(Task goal) The copy must run from the line containing "Query: white shirt sleeve" through the final line of the records, both included, exactly as written. It should contain no pictures.

[Images for object localization]
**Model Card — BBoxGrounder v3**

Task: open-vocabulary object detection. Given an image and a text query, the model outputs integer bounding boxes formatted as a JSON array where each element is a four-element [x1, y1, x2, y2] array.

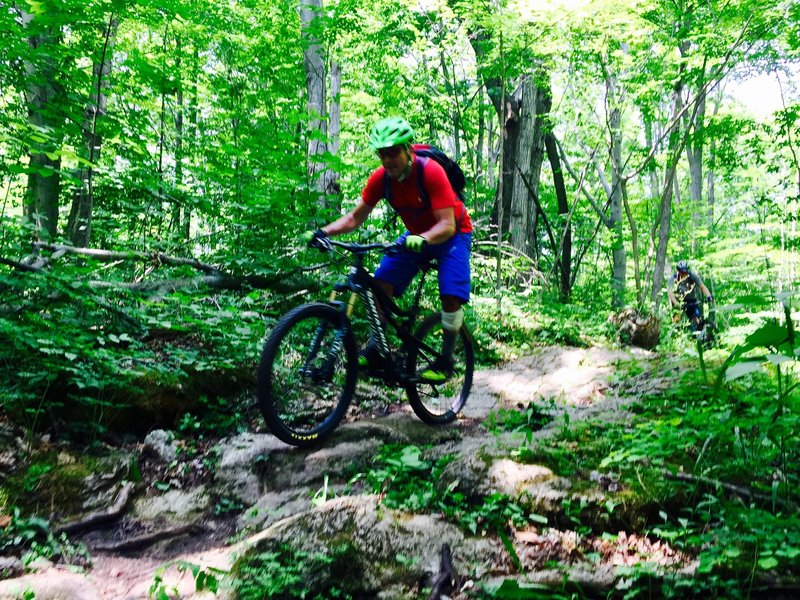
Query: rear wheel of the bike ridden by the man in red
[[405, 315, 475, 425]]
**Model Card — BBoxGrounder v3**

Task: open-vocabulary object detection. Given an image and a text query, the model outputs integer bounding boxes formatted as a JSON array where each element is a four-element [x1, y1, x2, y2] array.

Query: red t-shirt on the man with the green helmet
[[361, 156, 472, 235]]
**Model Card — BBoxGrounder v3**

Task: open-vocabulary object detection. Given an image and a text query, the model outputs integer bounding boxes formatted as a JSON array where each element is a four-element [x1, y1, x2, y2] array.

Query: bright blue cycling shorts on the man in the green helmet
[[375, 231, 472, 304]]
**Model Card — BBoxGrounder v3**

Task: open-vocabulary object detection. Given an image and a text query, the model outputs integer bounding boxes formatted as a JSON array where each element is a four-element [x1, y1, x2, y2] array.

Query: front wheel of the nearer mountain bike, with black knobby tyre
[[257, 303, 358, 446]]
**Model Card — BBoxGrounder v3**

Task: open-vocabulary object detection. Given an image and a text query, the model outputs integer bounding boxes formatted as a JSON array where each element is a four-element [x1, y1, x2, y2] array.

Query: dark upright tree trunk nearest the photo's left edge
[[20, 12, 63, 238]]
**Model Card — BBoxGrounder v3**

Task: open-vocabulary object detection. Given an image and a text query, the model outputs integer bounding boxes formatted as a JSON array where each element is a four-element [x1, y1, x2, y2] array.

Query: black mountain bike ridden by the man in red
[[257, 240, 475, 447]]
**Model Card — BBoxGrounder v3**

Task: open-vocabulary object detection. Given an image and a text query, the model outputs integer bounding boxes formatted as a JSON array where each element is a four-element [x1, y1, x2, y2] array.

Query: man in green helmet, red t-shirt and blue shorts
[[303, 117, 472, 382]]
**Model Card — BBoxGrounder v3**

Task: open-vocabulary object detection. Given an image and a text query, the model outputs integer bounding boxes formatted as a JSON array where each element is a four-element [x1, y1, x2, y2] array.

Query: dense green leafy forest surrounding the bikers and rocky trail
[[0, 0, 800, 599]]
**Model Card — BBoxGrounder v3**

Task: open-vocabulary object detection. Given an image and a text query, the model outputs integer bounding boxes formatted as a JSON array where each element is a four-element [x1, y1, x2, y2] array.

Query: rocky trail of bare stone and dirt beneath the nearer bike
[[0, 347, 691, 600]]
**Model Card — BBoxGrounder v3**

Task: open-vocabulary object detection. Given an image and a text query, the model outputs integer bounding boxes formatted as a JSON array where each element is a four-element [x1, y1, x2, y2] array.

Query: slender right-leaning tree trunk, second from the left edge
[[67, 16, 118, 246]]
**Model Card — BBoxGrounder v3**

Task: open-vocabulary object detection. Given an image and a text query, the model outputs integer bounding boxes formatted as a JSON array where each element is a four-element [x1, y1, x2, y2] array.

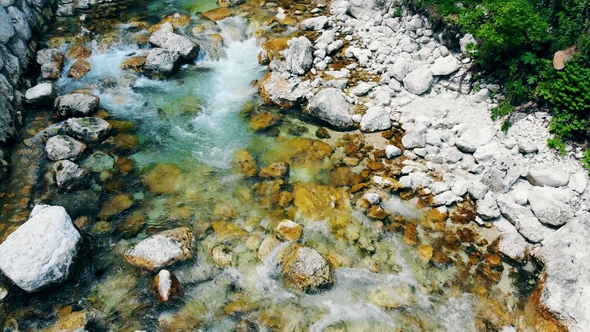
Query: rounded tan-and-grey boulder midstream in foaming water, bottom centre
[[283, 246, 334, 293]]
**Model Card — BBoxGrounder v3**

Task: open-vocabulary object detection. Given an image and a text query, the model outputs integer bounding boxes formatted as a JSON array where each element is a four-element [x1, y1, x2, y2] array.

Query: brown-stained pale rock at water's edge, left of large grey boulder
[[258, 72, 310, 109]]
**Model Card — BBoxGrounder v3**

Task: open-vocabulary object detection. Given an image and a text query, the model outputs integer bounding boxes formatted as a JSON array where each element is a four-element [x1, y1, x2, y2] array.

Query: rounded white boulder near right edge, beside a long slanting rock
[[528, 187, 573, 226]]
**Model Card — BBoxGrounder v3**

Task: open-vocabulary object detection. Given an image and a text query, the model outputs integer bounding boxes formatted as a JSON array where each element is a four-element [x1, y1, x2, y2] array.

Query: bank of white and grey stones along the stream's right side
[[260, 0, 590, 331]]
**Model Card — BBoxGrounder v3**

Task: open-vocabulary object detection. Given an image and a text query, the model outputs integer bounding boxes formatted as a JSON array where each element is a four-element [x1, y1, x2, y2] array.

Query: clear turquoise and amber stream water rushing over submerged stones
[[0, 0, 568, 331]]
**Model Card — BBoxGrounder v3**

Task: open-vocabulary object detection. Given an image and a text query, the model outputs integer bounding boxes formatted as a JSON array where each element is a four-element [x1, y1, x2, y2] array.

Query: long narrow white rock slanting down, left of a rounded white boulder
[[497, 195, 554, 243]]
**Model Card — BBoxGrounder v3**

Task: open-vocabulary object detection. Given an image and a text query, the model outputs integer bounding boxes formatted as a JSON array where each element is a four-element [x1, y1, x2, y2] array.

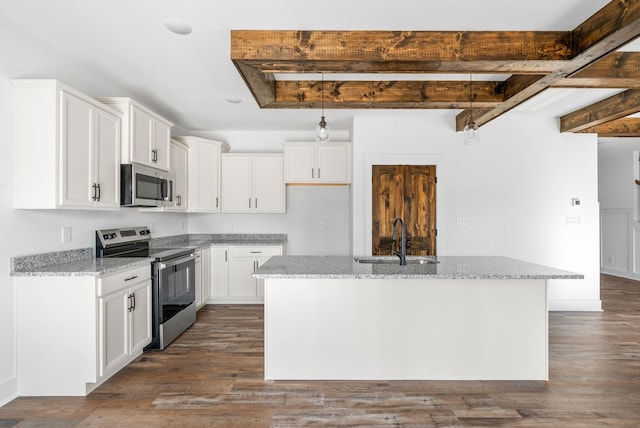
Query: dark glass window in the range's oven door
[[158, 260, 196, 323]]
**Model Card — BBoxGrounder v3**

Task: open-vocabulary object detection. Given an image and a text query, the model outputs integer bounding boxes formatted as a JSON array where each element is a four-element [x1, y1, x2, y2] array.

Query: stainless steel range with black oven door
[[96, 227, 196, 350]]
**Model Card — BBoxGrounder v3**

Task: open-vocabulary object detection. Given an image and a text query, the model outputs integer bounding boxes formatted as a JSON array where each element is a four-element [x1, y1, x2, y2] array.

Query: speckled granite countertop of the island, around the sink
[[253, 256, 584, 279]]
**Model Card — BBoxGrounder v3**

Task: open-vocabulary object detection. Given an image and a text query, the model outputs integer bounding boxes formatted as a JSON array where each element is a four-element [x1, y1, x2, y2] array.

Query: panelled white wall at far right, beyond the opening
[[598, 138, 640, 279]]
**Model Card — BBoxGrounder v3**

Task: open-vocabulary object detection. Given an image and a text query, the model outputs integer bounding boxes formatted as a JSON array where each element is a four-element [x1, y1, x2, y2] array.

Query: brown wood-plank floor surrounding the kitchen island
[[0, 275, 640, 428]]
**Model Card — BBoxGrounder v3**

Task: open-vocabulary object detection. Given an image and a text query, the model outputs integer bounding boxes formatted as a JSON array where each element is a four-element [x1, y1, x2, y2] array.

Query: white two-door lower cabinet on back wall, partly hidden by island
[[209, 245, 283, 304]]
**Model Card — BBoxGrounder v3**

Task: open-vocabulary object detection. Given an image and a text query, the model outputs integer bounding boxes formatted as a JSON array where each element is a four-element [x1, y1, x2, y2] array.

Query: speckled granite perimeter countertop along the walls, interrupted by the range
[[9, 234, 287, 276]]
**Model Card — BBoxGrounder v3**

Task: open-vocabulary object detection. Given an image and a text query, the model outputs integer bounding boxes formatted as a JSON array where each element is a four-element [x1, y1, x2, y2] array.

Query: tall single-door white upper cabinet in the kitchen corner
[[174, 136, 229, 213]]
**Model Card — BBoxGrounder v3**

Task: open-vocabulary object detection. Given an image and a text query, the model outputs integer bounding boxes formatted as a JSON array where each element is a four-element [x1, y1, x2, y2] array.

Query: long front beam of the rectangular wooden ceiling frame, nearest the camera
[[231, 30, 572, 63]]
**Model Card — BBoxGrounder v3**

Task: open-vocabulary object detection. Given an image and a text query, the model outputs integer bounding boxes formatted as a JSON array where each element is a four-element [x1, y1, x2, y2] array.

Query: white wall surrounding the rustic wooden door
[[353, 112, 601, 310]]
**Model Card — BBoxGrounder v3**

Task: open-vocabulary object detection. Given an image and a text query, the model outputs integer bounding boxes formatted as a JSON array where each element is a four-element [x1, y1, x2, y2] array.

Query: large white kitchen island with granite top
[[254, 256, 583, 380]]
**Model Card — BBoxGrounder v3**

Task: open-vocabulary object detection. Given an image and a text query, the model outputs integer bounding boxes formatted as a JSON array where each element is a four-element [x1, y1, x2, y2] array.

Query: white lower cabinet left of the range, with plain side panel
[[15, 264, 151, 396]]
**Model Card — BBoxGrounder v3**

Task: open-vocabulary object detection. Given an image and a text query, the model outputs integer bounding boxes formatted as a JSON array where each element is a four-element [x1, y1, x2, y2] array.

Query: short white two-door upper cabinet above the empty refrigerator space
[[283, 142, 352, 184]]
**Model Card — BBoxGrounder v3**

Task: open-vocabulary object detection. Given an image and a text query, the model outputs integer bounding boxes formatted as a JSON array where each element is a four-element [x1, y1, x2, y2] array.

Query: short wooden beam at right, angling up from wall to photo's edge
[[560, 89, 640, 132]]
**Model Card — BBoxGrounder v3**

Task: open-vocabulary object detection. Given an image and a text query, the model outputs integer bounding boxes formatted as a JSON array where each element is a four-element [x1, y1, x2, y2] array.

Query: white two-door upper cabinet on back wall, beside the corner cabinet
[[222, 153, 285, 213]]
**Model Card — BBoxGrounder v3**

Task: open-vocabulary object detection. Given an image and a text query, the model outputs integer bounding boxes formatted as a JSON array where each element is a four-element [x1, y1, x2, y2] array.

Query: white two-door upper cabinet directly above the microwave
[[96, 97, 173, 171]]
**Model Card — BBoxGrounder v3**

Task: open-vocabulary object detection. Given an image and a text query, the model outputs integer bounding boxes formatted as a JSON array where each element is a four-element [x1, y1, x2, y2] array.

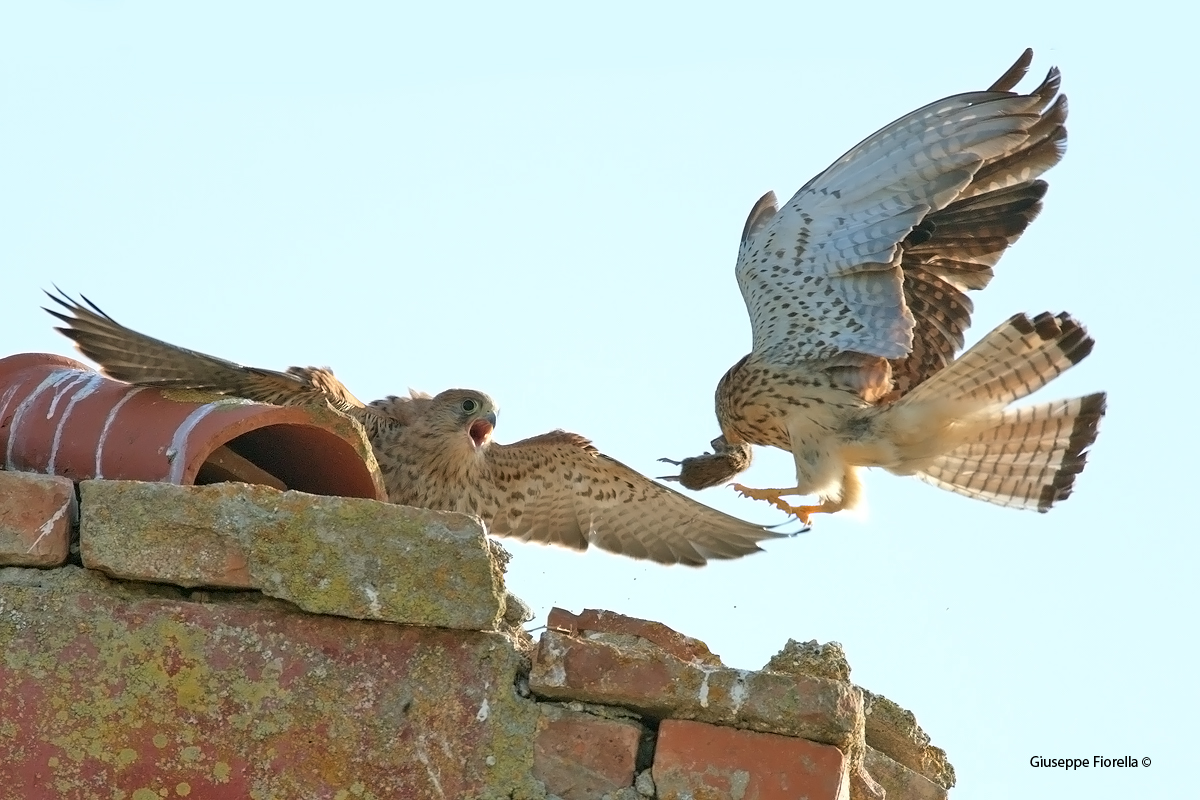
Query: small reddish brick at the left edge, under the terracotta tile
[[0, 470, 78, 566]]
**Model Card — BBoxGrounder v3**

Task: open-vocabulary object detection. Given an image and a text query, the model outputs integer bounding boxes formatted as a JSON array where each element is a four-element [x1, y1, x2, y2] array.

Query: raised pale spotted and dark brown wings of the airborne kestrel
[[737, 52, 1067, 381]]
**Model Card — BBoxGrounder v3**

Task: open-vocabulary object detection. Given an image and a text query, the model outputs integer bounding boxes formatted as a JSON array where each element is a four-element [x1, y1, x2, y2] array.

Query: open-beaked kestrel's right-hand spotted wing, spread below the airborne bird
[[487, 431, 780, 566]]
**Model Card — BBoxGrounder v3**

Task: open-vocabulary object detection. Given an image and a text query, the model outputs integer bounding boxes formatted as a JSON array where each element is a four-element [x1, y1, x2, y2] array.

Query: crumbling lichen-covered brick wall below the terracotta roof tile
[[0, 471, 954, 800]]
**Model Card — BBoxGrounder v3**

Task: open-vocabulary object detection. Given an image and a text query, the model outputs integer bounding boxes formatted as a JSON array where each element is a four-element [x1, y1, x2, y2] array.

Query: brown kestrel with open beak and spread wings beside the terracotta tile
[[47, 295, 781, 566]]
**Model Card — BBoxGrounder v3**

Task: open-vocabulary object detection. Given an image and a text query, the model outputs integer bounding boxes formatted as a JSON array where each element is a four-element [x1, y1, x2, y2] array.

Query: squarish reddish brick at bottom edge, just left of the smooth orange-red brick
[[533, 703, 646, 800]]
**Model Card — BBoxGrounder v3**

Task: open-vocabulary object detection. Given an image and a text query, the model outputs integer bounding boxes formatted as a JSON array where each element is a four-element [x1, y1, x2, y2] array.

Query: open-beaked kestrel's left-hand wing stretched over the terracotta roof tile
[[44, 293, 366, 416]]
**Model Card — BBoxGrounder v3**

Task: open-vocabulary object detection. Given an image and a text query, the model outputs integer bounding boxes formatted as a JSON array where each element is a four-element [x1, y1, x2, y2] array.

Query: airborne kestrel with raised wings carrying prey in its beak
[[664, 50, 1104, 523]]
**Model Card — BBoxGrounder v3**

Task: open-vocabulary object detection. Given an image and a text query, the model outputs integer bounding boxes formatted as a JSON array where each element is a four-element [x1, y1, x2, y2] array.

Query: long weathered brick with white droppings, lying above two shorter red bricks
[[529, 630, 863, 747]]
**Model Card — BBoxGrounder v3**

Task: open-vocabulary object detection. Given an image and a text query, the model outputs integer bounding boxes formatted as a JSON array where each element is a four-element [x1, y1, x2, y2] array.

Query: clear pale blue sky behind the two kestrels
[[0, 1, 1200, 800]]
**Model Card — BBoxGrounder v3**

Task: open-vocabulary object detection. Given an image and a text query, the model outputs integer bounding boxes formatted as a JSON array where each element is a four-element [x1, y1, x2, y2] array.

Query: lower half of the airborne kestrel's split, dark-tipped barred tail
[[916, 392, 1105, 512]]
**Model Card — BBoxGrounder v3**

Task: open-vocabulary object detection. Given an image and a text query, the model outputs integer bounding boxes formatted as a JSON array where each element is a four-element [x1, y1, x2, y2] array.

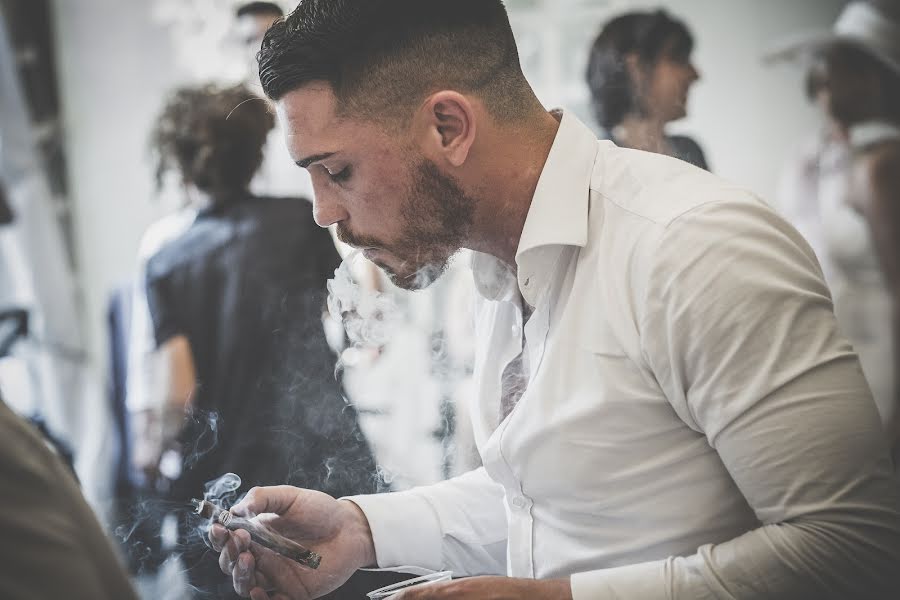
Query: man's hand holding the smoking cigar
[[209, 486, 375, 600]]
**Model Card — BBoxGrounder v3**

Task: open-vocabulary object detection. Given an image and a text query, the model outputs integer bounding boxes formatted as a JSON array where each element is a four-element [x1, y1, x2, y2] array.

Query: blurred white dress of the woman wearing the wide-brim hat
[[819, 122, 900, 424]]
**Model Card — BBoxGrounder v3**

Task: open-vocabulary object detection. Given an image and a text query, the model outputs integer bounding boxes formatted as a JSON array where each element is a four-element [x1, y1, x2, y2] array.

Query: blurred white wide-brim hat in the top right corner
[[764, 1, 900, 74]]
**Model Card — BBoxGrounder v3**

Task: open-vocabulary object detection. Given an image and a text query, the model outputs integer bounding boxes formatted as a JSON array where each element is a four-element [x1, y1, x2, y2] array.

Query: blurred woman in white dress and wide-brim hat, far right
[[772, 2, 900, 464]]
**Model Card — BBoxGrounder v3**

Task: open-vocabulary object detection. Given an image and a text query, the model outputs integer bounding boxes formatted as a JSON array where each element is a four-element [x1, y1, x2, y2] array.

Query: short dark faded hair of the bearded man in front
[[258, 0, 534, 121]]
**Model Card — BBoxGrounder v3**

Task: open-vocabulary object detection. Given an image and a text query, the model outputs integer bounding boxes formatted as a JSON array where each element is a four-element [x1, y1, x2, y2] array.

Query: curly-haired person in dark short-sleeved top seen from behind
[[145, 86, 379, 597]]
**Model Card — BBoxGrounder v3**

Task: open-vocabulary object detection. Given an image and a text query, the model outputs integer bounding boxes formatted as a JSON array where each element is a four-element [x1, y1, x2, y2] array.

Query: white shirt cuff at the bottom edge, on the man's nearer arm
[[570, 560, 669, 600]]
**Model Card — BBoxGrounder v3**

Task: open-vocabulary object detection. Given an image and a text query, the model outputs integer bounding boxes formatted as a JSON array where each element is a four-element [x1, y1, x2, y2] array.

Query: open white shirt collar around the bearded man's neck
[[472, 112, 598, 306]]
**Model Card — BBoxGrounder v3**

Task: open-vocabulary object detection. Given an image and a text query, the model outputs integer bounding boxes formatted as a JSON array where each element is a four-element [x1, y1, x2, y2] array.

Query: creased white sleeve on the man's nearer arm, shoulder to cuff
[[572, 199, 900, 600]]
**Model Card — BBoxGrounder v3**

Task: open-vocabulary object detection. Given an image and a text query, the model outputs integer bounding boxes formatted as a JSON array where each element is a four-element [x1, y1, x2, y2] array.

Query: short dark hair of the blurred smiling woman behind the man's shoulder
[[587, 10, 694, 130]]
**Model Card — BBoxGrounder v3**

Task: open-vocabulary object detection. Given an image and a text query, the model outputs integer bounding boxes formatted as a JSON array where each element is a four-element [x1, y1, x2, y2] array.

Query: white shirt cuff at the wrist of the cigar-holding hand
[[342, 490, 444, 571]]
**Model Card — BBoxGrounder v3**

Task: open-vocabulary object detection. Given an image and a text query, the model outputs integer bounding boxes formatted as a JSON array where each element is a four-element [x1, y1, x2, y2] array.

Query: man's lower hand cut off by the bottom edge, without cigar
[[391, 577, 572, 600]]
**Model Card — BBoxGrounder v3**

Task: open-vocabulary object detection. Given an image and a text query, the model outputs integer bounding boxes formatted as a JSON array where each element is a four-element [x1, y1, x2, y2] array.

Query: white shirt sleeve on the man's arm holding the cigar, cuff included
[[347, 468, 507, 576]]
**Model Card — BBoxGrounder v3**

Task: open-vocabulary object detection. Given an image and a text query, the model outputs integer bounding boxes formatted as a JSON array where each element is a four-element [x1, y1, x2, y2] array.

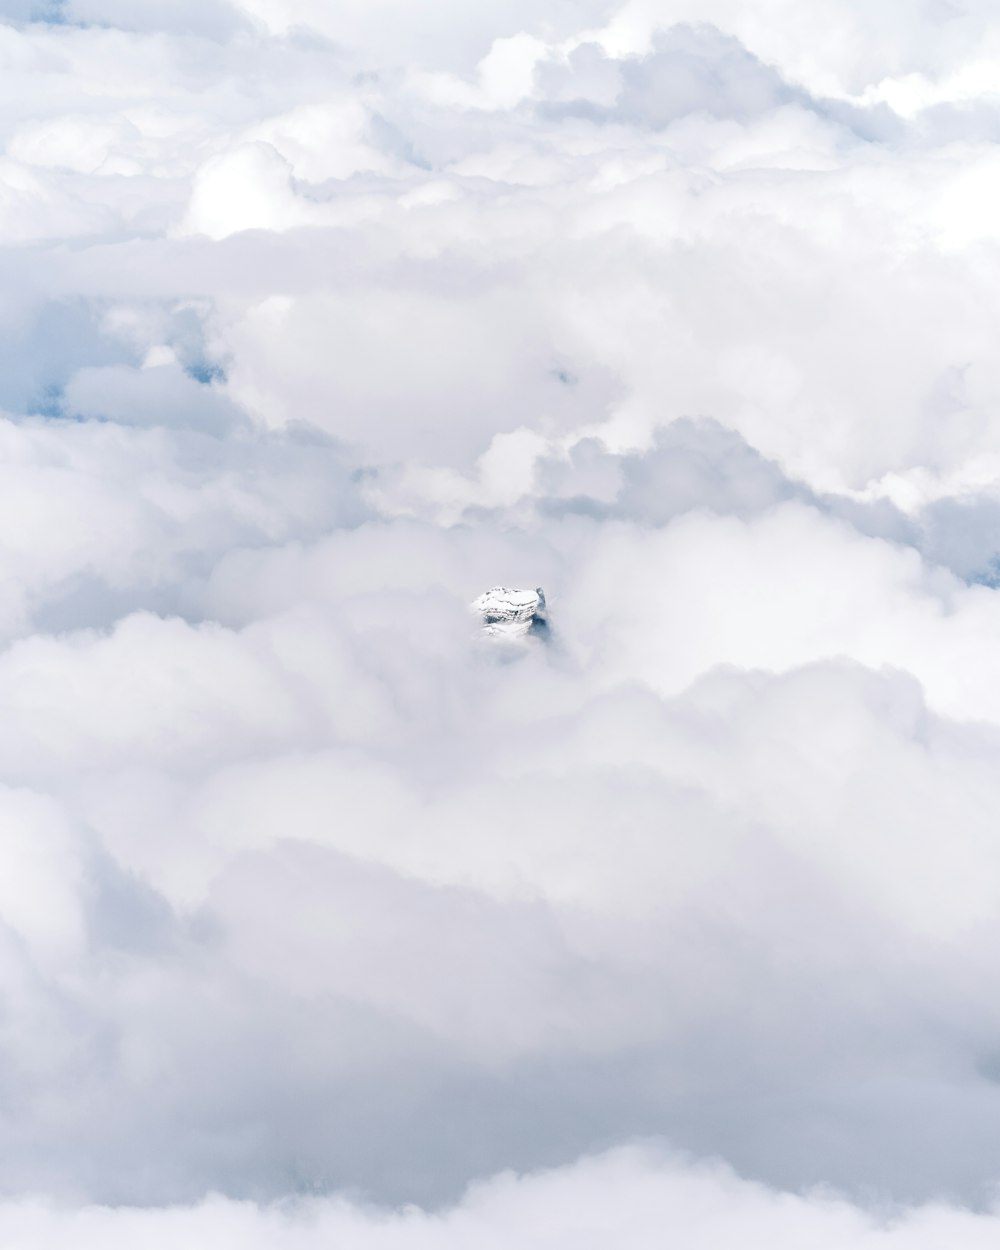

(Task output)
Query: white shirt sleeve on the man's arm holding the cigar, cuff included
[[347, 468, 507, 576]]
**Model Card — BBoxGrounder v3**

Task: open-vocabulary object detection. Given an image and a text query, the model outputs integer bounding boxes formatted as a JSON array where each element is a four-element [x1, y1, x2, y2] array.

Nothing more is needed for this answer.